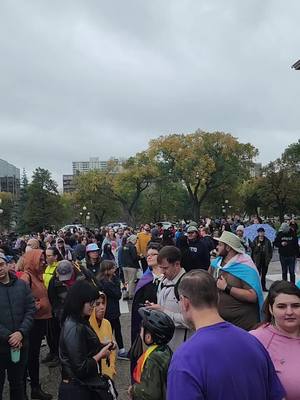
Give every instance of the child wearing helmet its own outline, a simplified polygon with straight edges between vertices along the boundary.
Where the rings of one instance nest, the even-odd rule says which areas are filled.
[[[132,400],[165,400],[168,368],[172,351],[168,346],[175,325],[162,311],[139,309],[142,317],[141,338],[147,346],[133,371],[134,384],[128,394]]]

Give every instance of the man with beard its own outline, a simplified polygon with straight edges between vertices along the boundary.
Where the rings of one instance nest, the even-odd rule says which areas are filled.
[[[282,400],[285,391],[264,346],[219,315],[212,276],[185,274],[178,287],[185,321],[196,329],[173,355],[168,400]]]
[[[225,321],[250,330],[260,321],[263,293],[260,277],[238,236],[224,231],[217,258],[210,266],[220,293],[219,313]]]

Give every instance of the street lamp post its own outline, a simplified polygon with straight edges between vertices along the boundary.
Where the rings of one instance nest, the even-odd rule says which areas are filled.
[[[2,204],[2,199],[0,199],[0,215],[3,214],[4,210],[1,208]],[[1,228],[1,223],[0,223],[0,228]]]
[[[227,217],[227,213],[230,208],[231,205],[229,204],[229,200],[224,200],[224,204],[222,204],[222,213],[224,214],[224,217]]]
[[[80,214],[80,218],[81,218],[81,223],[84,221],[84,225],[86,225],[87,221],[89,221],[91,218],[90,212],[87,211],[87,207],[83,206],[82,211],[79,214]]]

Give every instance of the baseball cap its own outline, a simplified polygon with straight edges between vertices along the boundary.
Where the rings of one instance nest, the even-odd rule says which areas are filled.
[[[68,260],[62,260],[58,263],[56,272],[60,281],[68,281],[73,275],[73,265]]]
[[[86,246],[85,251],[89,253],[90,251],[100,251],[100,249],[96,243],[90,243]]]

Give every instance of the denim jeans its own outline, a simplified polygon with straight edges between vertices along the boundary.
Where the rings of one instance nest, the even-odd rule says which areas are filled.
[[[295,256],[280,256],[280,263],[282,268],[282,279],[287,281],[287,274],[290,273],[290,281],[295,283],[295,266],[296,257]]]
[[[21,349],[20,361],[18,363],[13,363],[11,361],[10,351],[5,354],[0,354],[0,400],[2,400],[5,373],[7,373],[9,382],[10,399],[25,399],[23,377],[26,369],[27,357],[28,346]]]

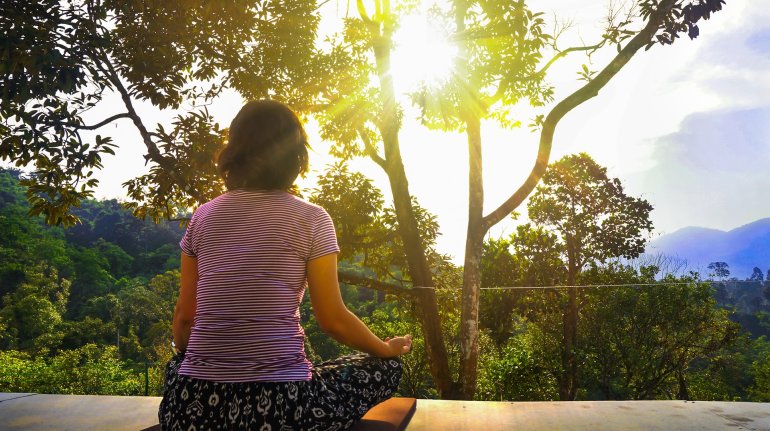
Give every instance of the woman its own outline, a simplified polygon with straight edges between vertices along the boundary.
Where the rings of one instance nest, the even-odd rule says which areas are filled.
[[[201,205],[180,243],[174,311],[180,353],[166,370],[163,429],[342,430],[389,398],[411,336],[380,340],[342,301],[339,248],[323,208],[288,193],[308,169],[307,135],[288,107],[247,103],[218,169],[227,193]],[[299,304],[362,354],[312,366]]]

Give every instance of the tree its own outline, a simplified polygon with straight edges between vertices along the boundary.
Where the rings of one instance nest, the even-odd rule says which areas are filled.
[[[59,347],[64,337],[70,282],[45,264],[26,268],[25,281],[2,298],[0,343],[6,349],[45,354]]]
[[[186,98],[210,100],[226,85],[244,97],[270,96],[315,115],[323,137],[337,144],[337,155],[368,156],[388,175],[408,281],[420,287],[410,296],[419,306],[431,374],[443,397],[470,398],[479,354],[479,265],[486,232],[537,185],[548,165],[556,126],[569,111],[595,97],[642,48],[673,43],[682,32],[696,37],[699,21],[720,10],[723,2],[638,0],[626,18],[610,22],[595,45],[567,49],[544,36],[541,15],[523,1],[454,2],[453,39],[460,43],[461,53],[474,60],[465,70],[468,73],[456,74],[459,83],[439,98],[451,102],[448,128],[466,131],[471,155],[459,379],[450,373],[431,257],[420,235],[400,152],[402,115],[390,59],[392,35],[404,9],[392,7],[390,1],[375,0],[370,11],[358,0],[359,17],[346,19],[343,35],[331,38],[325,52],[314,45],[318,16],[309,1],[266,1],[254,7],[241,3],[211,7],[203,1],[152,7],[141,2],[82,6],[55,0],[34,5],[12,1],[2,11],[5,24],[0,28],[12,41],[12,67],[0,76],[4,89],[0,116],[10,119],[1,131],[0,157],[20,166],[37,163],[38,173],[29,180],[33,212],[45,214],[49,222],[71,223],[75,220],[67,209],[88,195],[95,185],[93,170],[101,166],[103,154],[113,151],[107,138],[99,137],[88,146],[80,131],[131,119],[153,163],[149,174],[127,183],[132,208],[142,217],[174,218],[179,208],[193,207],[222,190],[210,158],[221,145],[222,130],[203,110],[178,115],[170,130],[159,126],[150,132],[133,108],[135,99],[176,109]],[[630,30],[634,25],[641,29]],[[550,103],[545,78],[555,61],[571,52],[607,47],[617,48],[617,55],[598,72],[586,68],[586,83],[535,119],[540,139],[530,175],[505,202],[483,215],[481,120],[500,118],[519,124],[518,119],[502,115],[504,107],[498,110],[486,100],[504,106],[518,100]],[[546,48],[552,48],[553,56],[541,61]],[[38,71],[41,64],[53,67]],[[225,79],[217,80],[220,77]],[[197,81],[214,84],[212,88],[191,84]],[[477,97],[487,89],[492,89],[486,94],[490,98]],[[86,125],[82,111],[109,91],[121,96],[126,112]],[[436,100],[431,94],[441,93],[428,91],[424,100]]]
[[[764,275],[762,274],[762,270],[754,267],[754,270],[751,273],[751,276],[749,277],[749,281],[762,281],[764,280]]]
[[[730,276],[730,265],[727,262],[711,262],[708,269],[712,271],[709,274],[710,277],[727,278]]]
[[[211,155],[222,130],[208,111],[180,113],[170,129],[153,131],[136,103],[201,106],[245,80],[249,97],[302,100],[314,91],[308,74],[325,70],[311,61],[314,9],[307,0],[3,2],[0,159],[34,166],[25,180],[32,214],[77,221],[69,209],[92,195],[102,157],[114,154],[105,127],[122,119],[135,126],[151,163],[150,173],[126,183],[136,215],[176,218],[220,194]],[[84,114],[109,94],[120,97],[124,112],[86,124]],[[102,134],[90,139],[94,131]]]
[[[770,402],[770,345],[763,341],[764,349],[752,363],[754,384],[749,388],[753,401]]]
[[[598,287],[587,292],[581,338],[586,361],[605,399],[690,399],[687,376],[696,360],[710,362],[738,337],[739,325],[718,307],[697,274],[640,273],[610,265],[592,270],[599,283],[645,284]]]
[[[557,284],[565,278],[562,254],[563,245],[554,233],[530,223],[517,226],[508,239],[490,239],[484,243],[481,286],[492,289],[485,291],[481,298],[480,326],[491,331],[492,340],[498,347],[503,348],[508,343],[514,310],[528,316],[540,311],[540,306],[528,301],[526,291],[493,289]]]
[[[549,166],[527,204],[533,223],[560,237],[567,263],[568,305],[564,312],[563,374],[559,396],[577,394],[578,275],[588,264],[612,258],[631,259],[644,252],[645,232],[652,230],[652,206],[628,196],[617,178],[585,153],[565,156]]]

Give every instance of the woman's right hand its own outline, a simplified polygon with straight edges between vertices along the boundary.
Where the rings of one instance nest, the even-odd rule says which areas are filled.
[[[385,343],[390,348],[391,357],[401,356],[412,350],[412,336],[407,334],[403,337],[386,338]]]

Task directions:
Repeat the material above word for word but skip the images.

Task output:
Give every instance of the child wearing helmet its own outline, a simplified polygon with straight edges between vertices along the boundary.
Where the rings of one instance nest, the even-odd rule says which areas are filled.
[[[132,400],[165,400],[168,368],[172,351],[168,346],[175,325],[162,311],[139,309],[142,317],[141,338],[147,346],[133,371],[134,384],[128,394]]]

Give every instance of the man with beard its own outline, a simplified polygon with straight edges between vertices along the boundary.
Where the rings of one instance nest, the even-odd rule says which areas are filled.
[[[282,400],[285,391],[264,346],[219,315],[212,276],[185,274],[178,287],[185,321],[196,329],[173,355],[168,400]]]
[[[225,321],[250,330],[260,321],[263,293],[260,277],[238,236],[224,231],[217,258],[210,266],[220,293],[219,313]]]

Give every instance of the street lamp post its own outline, a simplified polygon with straight edges between vertices along the boundary.
Where the rings of one instance nest, the even-odd rule says which areas are filled.
[[[2,204],[2,199],[0,199],[0,215],[3,214],[4,210],[1,208]],[[1,228],[1,223],[0,223],[0,228]]]
[[[227,217],[227,213],[230,208],[231,205],[229,204],[229,200],[224,200],[224,204],[222,204],[222,213],[224,214],[224,217]]]
[[[80,214],[80,218],[81,218],[81,223],[84,221],[84,225],[86,225],[87,221],[89,221],[91,218],[90,212],[87,211],[87,207],[83,206],[82,211],[79,214]]]

Give every instance of the baseball cap its own outline, a simplified polygon with straight edges between vertices along the boundary.
Where the rings of one instance nest, the even-odd rule says which areas are filled.
[[[68,260],[62,260],[58,263],[56,272],[60,281],[68,281],[73,275],[73,265]]]
[[[86,246],[85,251],[89,253],[90,251],[100,251],[100,249],[96,243],[90,243]]]

Give every instance of the denim jeans its own outline, a simplified polygon with straight edges between vertices along the boundary.
Where the rings of one instance nest, the even-odd rule says which areas are filled.
[[[295,256],[280,256],[280,263],[282,268],[282,279],[287,281],[287,274],[290,273],[290,281],[295,283],[295,266],[296,257]]]
[[[21,349],[20,361],[18,363],[13,363],[11,361],[10,351],[5,354],[0,354],[0,400],[2,400],[5,373],[7,373],[9,382],[10,399],[25,399],[23,377],[26,369],[27,357],[28,346]]]

Give every instance of the woman its own outline, a simplified polygon with straight edges between vertices along the boundary.
Where the rings of one instance nest, the even-odd rule says which areas are filled.
[[[201,205],[180,243],[174,311],[180,353],[166,370],[163,429],[342,430],[389,398],[411,336],[380,340],[342,301],[339,248],[323,208],[288,193],[308,169],[307,135],[288,107],[247,103],[218,169],[227,193]],[[299,304],[362,354],[312,366]]]

Give every instance of the tree its own outline, a simplified polygon with straight edges between vertices along the boundary.
Where the rings of one instance nest, the even-odd rule says which areas are filled.
[[[59,347],[64,337],[70,282],[45,264],[26,268],[25,281],[2,298],[0,343],[6,349],[45,354]]]
[[[186,98],[210,100],[226,85],[244,97],[270,96],[315,115],[323,137],[337,144],[337,155],[368,156],[388,175],[408,281],[420,287],[410,296],[419,306],[431,374],[443,397],[470,398],[479,354],[479,265],[486,232],[537,185],[548,165],[556,126],[569,111],[595,97],[642,48],[673,43],[682,32],[696,37],[699,21],[720,10],[723,2],[638,0],[626,18],[610,22],[595,45],[567,49],[544,36],[541,15],[523,1],[454,2],[453,39],[460,43],[461,53],[474,60],[465,70],[468,73],[456,74],[459,83],[439,98],[451,102],[448,128],[466,131],[471,155],[459,379],[450,373],[431,257],[420,235],[400,152],[402,115],[390,59],[392,35],[404,9],[392,7],[390,1],[375,0],[370,11],[358,0],[359,17],[346,19],[343,35],[331,38],[325,52],[314,45],[318,16],[309,1],[266,1],[254,7],[241,3],[211,7],[203,1],[152,7],[141,2],[82,6],[55,0],[34,5],[12,1],[2,11],[5,24],[0,28],[12,41],[12,67],[0,76],[4,89],[0,116],[10,119],[1,131],[0,157],[20,166],[37,163],[38,173],[29,180],[33,212],[45,214],[49,222],[71,223],[75,220],[67,209],[88,195],[95,185],[93,170],[101,166],[103,154],[113,151],[107,138],[99,137],[88,146],[80,131],[131,119],[153,163],[149,174],[127,183],[132,208],[142,217],[174,218],[179,208],[193,207],[222,190],[210,158],[221,145],[222,130],[203,110],[178,115],[170,130],[159,126],[150,132],[133,108],[135,99],[176,109]],[[630,30],[634,25],[641,29]],[[550,103],[545,78],[555,61],[571,52],[607,47],[617,48],[617,55],[598,72],[586,68],[586,83],[535,119],[540,139],[530,175],[505,202],[483,215],[481,120],[500,118],[519,124],[518,119],[502,115],[504,107],[498,110],[486,100],[504,106],[518,100]],[[546,48],[552,48],[553,56],[541,61]],[[38,71],[41,64],[53,67]],[[225,79],[217,80],[220,77]],[[197,81],[214,84],[212,88],[191,84]],[[477,97],[487,89],[492,89],[486,94],[490,98]],[[86,125],[82,111],[109,91],[121,96],[126,112]],[[436,100],[431,94],[441,93],[428,91],[424,100]]]
[[[764,275],[762,274],[762,270],[754,267],[754,270],[751,273],[751,276],[749,277],[749,281],[762,281],[764,280]]]
[[[730,276],[730,265],[727,262],[711,262],[708,269],[712,271],[709,274],[710,277],[727,278]]]
[[[211,155],[222,130],[208,111],[180,113],[170,129],[153,131],[136,103],[201,106],[245,80],[249,97],[302,100],[314,91],[308,74],[325,70],[311,61],[314,9],[307,0],[3,2],[0,159],[34,166],[25,180],[32,214],[77,221],[69,209],[92,195],[102,157],[114,154],[105,127],[122,119],[135,126],[151,163],[150,173],[126,183],[136,215],[176,218],[220,194]],[[84,114],[109,94],[120,97],[124,112],[86,124]],[[102,134],[90,139],[94,131]]]
[[[770,402],[770,345],[763,341],[764,349],[752,363],[754,384],[749,388],[753,401]]]
[[[598,287],[587,292],[581,338],[586,361],[605,399],[690,399],[687,376],[696,360],[710,362],[738,337],[739,325],[718,307],[697,274],[640,273],[610,265],[592,270],[599,283],[645,284]]]
[[[557,284],[565,278],[562,254],[563,245],[554,233],[530,223],[517,226],[508,239],[490,239],[484,243],[481,286],[492,289],[485,291],[481,298],[480,326],[491,331],[492,340],[498,347],[503,348],[508,343],[514,310],[528,316],[540,311],[540,306],[528,301],[526,291],[493,289]]]
[[[549,166],[527,204],[533,223],[560,237],[567,263],[568,305],[564,312],[563,374],[559,396],[577,394],[578,275],[588,264],[612,258],[631,259],[644,252],[645,232],[652,230],[652,206],[628,196],[617,178],[585,153],[565,156]]]

Give every instance of the woman's right hand its own outline, a simplified polygon with straight edges between vertices along the boundary.
Where the rings of one instance nest, the even-odd rule says which areas are filled.
[[[385,343],[390,348],[391,357],[401,356],[412,350],[412,336],[407,334],[403,337],[386,338]]]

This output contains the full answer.